#### Aim of the exercise:
Edit the listing below so that every "shop" becomes "store", keeping everything else unchanged.

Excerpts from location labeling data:
━━━━━━━━━━━━━━━━

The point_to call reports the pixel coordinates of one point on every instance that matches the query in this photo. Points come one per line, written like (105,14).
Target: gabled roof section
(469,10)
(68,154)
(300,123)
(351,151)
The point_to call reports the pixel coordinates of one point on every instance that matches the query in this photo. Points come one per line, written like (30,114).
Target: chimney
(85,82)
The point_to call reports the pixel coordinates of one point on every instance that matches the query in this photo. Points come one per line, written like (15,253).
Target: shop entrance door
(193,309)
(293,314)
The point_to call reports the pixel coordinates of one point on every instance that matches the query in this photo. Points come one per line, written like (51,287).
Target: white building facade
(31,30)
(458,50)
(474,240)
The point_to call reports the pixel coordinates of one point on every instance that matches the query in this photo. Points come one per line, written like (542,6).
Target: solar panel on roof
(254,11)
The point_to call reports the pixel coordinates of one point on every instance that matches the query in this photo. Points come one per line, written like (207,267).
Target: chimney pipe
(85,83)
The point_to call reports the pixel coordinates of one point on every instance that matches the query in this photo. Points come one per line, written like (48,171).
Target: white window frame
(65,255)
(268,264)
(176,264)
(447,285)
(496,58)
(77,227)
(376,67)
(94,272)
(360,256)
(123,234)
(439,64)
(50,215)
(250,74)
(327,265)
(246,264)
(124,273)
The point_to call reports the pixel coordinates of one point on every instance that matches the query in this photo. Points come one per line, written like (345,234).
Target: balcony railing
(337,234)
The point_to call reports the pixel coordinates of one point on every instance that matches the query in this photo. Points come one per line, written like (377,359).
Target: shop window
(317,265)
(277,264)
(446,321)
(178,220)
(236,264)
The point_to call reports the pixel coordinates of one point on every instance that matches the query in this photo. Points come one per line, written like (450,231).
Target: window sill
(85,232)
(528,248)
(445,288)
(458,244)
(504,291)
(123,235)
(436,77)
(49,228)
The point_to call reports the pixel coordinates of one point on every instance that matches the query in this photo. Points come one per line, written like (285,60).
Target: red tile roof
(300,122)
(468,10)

━━━━━━━━━━━━━━━━

#### Final answer:
The point_to call reports the pixel coordinates of one point on every instance that matches the query in this photo. Points come one per line, written like (105,14).
Target: gabled roof section
(469,10)
(68,154)
(300,123)
(351,151)
The point_to call reports the pixel coordinates of one point on every instance that matches the query in this photo. Points come one per line, written like (30,114).
Target: chimney
(85,82)
The point_to call reports the pixel coordinates of one point on every instance that matches the query in this photo. Points come one per line, written like (15,253).
Target: store entrance door
(193,309)
(293,314)
The point_to call reports the pixel coordinates of one point on every instance that matches the query in this photo. Points come one per line, written like (51,287).
Target: white building facade
(31,30)
(458,50)
(474,240)
The point_to call reports the pixel coordinates of one point on every instance that matches the query in this photo. Points come one per line, written like (542,6).
Target: solar panel on roof
(254,11)
The point_to call reports the pixel coordinates of one point on every instance that matches the query in this photo. Points come one per line, written like (207,267).
Target: chimney pipe
(85,83)
The point_to call reports the pixel coordinates of one point on every instance that matches the query in this photo. Points come one per line, written like (48,171).
Target: white window frame
(65,255)
(268,264)
(176,264)
(447,285)
(496,58)
(77,227)
(376,67)
(94,272)
(360,256)
(123,234)
(439,64)
(50,215)
(250,74)
(327,265)
(246,264)
(124,273)
The point_to call reports the pixel coordinates of one point on every instance that matches the query in this photo. Points come one per line, written like (345,234).
Target: balcony railing
(337,234)
The point_to call reports the pixel coordinates of one point on every instance that matches the query in this photo. Points come one per line, written like (377,359).
Target: store window
(317,265)
(277,264)
(446,321)
(178,220)
(236,264)
The point_to call reports the pixel coordinates of one point on every instance that matches the query in this photo. Points come one per line, written like (450,231).
Target: window sill
(85,232)
(528,248)
(445,288)
(458,244)
(504,291)
(123,235)
(436,77)
(49,228)
The point_to call reports the pixel coordinates of one point on every instance that matches the query in this photo. Points come one per line, written like (285,60).
Target: red tile roof
(300,122)
(468,10)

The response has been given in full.